## [Text shown]

^^^^^^^^

Seal processing company Carino took a unique approach to promoting the seal hunt, setting up outside a concert by animal rights supporter Bryan Adams in St. John's on Saturday night.

Singer has supported PETA and other animal rights causes

Selling seal products at Bryan Adams

11 years ago
Duration 2:58
Carino CEO Dion Dakins brought a truckload of seal products to PETA supporter Bryan Adams' St. John's concerts

Seal processing company Carino took a unique approach to promoting the hunt outside the Bryan Adams concert in St. John's on Saturday night.

Adams, who played two shows at Mile One, has previously supported animal rights group PETA, and opposed the seal hunt.

Carino Processing Ltd. CEO Dion Dakins set up a van to sell pelts and other seal products near the stadium on Saturday. Carino is one of the largest seal processing companies in Newfoundland and Labrador, if not Canada.

"It's not a boycott of Bryan Adams or anything else — this is not about Bryan Adams, this is about an industry that's trying to survive," said Dakins.

"We have false information that's going around by parent organizations like PETA … that don't recognize how professional and how necessary our industry is, so we just wanted to offer some product to wanting consumers."

Dakins said he'd welcome an opportunity to discuss the controversial issue with people opposed to the seal hunt to explain the actual process and reasoning behind it.

"I know that PETA has used a lot of false information, I follow their campaigns. We have veterinary inspected protocols that show seals are hunted humanely," he said.

"There's big problems in our fishery, quota cuts, and seals are playing a big part into that. It's the highest [seal population] we've seen since we've been managing fisheries that we've had a seal population this high and we'd just like due respect to have conversations with these people."

Dakins said campaigns by groups like PETA have badly damaged the sealing industry, but the popularity of seal products this year has convinced him the industry still has a future.

It was early in the day when Dakins spoke to CBC News, but he said he had already sold more than he thought he would.

Adams told St. John's newspaper The Telegram he was against the deliberate killing of all animals, not just seals.

^^^^^^^^

## [Provided data]
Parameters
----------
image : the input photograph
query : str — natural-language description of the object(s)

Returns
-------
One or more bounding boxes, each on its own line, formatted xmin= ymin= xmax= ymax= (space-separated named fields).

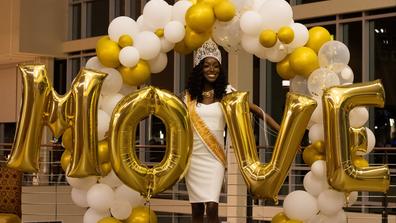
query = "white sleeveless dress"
xmin=185 ymin=102 xmax=225 ymax=203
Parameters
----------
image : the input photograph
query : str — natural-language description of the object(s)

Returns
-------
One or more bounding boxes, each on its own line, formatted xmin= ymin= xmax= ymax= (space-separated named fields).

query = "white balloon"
xmin=338 ymin=65 xmax=354 ymax=84
xmin=240 ymin=11 xmax=263 ymax=36
xmin=118 ymin=46 xmax=140 ymax=67
xmin=318 ymin=189 xmax=345 ymax=216
xmin=99 ymin=170 xmax=122 ymax=188
xmin=164 ymin=21 xmax=186 ymax=43
xmin=259 ymin=0 xmax=293 ymax=32
xmin=290 ymin=75 xmax=311 ymax=96
xmin=349 ymin=107 xmax=369 ymax=128
xmin=102 ymin=93 xmax=124 ymax=116
xmin=172 ymin=0 xmax=192 ymax=25
xmin=143 ymin=0 xmax=172 ymax=30
xmin=148 ymin=53 xmax=168 ymax=74
xmin=283 ymin=190 xmax=318 ymax=221
xmin=311 ymin=160 xmax=327 ymax=181
xmin=66 ymin=176 xmax=98 ymax=190
xmin=71 ymin=188 xmax=89 ymax=208
xmin=303 ymin=171 xmax=329 ymax=197
xmin=119 ymin=84 xmax=137 ymax=95
xmin=134 ymin=31 xmax=161 ymax=60
xmin=307 ymin=68 xmax=340 ymax=98
xmin=115 ymin=184 xmax=145 ymax=208
xmin=108 ymin=16 xmax=139 ymax=42
xmin=308 ymin=124 xmax=324 ymax=143
xmin=287 ymin=23 xmax=309 ymax=53
xmin=311 ymin=98 xmax=323 ymax=124
xmin=87 ymin=183 xmax=114 ymax=212
xmin=100 ymin=67 xmax=123 ymax=95
xmin=85 ymin=57 xmax=105 ymax=70
xmin=160 ymin=37 xmax=175 ymax=53
xmin=318 ymin=40 xmax=350 ymax=73
xmin=110 ymin=199 xmax=132 ymax=220
xmin=241 ymin=34 xmax=261 ymax=54
xmin=83 ymin=208 xmax=110 ymax=223
xmin=345 ymin=191 xmax=359 ymax=207
xmin=98 ymin=109 xmax=110 ymax=140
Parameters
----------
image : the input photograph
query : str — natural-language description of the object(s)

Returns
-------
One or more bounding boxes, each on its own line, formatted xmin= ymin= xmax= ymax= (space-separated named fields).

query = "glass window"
xmin=86 ymin=0 xmax=109 ymax=37
xmin=343 ymin=21 xmax=362 ymax=83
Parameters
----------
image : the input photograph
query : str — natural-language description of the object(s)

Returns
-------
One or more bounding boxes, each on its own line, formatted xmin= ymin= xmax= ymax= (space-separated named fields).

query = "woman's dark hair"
xmin=187 ymin=59 xmax=228 ymax=102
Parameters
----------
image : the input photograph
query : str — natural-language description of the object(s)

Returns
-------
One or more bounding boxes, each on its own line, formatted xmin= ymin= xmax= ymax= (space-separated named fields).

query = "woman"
xmin=185 ymin=40 xmax=279 ymax=223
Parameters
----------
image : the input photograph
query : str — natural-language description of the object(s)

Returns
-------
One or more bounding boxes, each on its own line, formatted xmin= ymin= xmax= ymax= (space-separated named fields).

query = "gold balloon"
xmin=8 ymin=65 xmax=107 ymax=177
xmin=322 ymin=80 xmax=390 ymax=192
xmin=62 ymin=128 xmax=73 ymax=151
xmin=259 ymin=29 xmax=277 ymax=48
xmin=352 ymin=156 xmax=369 ymax=169
xmin=118 ymin=60 xmax=151 ymax=86
xmin=278 ymin=26 xmax=294 ymax=44
xmin=196 ymin=0 xmax=226 ymax=7
xmin=271 ymin=212 xmax=289 ymax=223
xmin=154 ymin=28 xmax=164 ymax=38
xmin=221 ymin=92 xmax=316 ymax=201
xmin=96 ymin=36 xmax=121 ymax=68
xmin=98 ymin=139 xmax=110 ymax=163
xmin=213 ymin=0 xmax=236 ymax=22
xmin=305 ymin=26 xmax=331 ymax=53
xmin=109 ymin=87 xmax=192 ymax=199
xmin=174 ymin=40 xmax=193 ymax=55
xmin=118 ymin=34 xmax=133 ymax=48
xmin=303 ymin=145 xmax=326 ymax=166
xmin=186 ymin=3 xmax=215 ymax=33
xmin=61 ymin=150 xmax=71 ymax=172
xmin=97 ymin=217 xmax=122 ymax=223
xmin=276 ymin=55 xmax=296 ymax=80
xmin=124 ymin=206 xmax=158 ymax=223
xmin=184 ymin=26 xmax=210 ymax=50
xmin=289 ymin=47 xmax=319 ymax=78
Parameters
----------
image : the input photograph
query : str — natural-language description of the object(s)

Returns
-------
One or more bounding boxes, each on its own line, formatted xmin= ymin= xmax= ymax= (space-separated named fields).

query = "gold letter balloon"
xmin=222 ymin=92 xmax=316 ymax=201
xmin=109 ymin=87 xmax=192 ymax=199
xmin=323 ymin=80 xmax=389 ymax=192
xmin=8 ymin=65 xmax=106 ymax=177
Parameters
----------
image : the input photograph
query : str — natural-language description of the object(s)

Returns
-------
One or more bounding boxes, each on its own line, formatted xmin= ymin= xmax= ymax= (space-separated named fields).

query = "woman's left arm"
xmin=249 ymin=103 xmax=280 ymax=131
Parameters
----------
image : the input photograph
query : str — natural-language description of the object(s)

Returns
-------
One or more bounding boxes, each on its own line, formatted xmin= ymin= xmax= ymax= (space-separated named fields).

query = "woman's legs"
xmin=191 ymin=203 xmax=205 ymax=223
xmin=205 ymin=202 xmax=219 ymax=223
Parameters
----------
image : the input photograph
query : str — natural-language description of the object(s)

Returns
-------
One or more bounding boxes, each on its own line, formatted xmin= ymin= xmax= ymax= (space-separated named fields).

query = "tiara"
xmin=194 ymin=39 xmax=221 ymax=67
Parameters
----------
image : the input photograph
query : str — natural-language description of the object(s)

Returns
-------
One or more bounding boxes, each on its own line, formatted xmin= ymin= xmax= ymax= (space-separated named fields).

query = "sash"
xmin=186 ymin=93 xmax=227 ymax=167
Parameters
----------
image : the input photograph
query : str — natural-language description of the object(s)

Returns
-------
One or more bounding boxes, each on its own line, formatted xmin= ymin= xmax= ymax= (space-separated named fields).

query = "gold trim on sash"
xmin=186 ymin=93 xmax=227 ymax=167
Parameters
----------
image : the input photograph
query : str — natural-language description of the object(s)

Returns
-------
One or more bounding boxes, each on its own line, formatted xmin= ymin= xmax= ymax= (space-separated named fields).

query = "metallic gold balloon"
xmin=305 ymin=26 xmax=331 ymax=53
xmin=96 ymin=36 xmax=121 ymax=68
xmin=271 ymin=212 xmax=289 ymax=223
xmin=118 ymin=60 xmax=151 ymax=86
xmin=62 ymin=128 xmax=73 ymax=151
xmin=61 ymin=150 xmax=71 ymax=172
xmin=155 ymin=28 xmax=164 ymax=38
xmin=303 ymin=145 xmax=326 ymax=166
xmin=124 ymin=206 xmax=158 ymax=223
xmin=213 ymin=0 xmax=236 ymax=22
xmin=322 ymin=80 xmax=390 ymax=192
xmin=109 ymin=87 xmax=192 ymax=199
xmin=186 ymin=3 xmax=215 ymax=33
xmin=8 ymin=65 xmax=107 ymax=177
xmin=184 ymin=26 xmax=210 ymax=50
xmin=173 ymin=40 xmax=193 ymax=55
xmin=97 ymin=217 xmax=122 ymax=223
xmin=221 ymin=92 xmax=316 ymax=201
xmin=259 ymin=29 xmax=277 ymax=48
xmin=289 ymin=47 xmax=319 ymax=77
xmin=118 ymin=34 xmax=133 ymax=48
xmin=278 ymin=26 xmax=294 ymax=44
xmin=276 ymin=55 xmax=296 ymax=80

^^^^^^^^

## [Work to complete]
(1) In the article about selling seal products at the Bryan Adams concert, at what venue did Adams play his two shows?
(2) Print the part of the article about selling seal products at the Bryan Adams concert that opens with the words containing "Dakins said campaigns" and closes with "thought he would.".

## [Solution list]
(1) Mile One

(2)
Dakins said campaigns by groups like PETA have badly damaged the sealing industry, but the popularity of seal products this year has convinced him the industry still has a future.

It was early in the day when Dakins spoke to CBC News, but he said he had already sold more than he thought he would.